## What is needed
How many lines in the entries below contain the string "instance"? Matching is case-sensitive; reply with the number alone.

[Stored dataset entries]
--

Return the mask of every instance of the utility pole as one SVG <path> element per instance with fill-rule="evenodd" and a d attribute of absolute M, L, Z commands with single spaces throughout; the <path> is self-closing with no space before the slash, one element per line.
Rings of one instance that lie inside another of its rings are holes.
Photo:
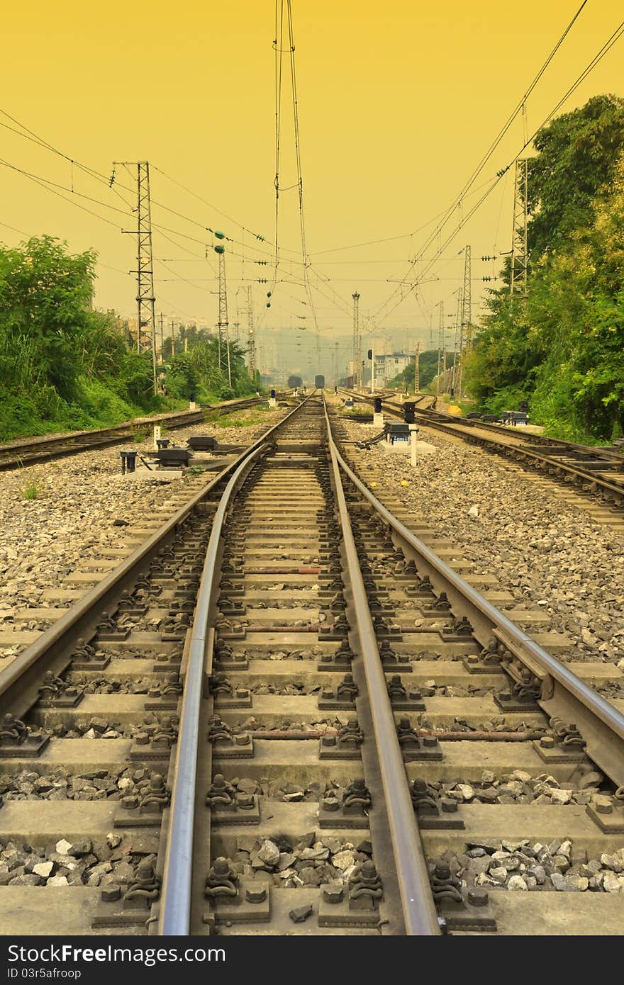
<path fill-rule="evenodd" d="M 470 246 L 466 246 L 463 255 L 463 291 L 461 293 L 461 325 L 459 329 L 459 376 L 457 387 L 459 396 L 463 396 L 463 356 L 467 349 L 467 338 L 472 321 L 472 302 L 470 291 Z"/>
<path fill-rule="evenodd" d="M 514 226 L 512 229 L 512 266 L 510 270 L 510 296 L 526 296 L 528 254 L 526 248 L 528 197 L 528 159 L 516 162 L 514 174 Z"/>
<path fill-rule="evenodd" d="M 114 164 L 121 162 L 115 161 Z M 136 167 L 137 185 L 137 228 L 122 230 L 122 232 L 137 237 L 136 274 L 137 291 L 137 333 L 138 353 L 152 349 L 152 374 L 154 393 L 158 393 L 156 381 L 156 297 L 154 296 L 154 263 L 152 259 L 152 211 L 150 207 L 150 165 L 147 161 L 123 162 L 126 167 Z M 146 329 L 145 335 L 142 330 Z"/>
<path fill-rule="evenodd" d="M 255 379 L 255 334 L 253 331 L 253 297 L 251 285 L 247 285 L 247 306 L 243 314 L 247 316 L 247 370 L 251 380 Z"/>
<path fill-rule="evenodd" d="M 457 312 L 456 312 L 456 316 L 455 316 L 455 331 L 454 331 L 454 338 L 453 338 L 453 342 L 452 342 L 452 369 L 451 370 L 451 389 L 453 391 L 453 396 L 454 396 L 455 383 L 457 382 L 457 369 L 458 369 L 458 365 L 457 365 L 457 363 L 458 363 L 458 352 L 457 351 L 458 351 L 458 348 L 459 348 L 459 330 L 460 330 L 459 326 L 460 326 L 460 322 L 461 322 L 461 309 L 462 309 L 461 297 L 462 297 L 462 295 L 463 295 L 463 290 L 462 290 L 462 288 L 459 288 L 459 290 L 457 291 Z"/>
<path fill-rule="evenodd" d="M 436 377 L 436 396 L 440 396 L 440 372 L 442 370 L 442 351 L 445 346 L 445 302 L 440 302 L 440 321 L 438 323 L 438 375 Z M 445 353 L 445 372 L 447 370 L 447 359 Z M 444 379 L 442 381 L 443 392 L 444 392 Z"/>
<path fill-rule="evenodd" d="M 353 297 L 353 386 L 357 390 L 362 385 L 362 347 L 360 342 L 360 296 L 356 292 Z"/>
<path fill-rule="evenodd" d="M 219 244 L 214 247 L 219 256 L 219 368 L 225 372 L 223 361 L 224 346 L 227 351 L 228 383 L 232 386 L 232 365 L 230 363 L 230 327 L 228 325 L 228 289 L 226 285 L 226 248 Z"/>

--

## Result for this exercise
2